Information provided =>
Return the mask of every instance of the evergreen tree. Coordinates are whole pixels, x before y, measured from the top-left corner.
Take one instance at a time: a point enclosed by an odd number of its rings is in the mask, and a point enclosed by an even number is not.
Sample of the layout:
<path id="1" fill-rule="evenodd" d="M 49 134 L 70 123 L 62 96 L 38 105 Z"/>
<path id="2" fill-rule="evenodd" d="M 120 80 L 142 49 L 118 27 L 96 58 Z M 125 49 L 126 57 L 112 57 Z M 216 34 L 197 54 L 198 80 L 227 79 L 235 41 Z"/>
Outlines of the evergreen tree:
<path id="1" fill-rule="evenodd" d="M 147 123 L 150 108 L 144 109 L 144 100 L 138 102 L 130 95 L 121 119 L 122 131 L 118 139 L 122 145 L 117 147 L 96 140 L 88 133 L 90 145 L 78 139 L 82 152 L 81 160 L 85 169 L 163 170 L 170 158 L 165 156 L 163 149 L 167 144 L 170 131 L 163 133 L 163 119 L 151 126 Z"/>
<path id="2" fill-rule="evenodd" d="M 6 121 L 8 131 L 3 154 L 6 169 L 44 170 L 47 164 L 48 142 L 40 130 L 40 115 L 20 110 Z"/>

Aim of the exercise => Please convert the records above into a numbered list, leaving out any blank lines.

Task answer =>
1. Return the mask of every instance of the evergreen tree. Coordinates are whole pixels, x before y, measured from the top-left corner.
2. Take one instance at a time: a point enclosed by an odd number of its rings is in the mask, and a point enclosed by an even number is not.
3. Sample of the layout:
4. <path id="1" fill-rule="evenodd" d="M 49 134 L 70 123 L 62 96 L 38 105 Z"/>
5. <path id="2" fill-rule="evenodd" d="M 120 80 L 142 49 L 118 27 L 96 58 Z M 125 49 L 126 57 L 112 57 Z M 216 34 L 197 54 L 198 80 L 227 79 L 235 41 Z"/>
6. Outlines of the evergreen tree:
7. <path id="1" fill-rule="evenodd" d="M 147 123 L 150 108 L 144 109 L 144 100 L 138 102 L 130 95 L 121 119 L 122 131 L 118 139 L 122 145 L 117 147 L 96 140 L 88 133 L 90 145 L 78 139 L 82 152 L 81 160 L 85 169 L 163 170 L 170 158 L 165 156 L 163 149 L 167 144 L 170 131 L 163 133 L 163 119 L 151 126 Z"/>
8. <path id="2" fill-rule="evenodd" d="M 6 121 L 8 131 L 3 154 L 6 169 L 44 170 L 47 164 L 48 142 L 40 130 L 40 115 L 20 110 Z"/>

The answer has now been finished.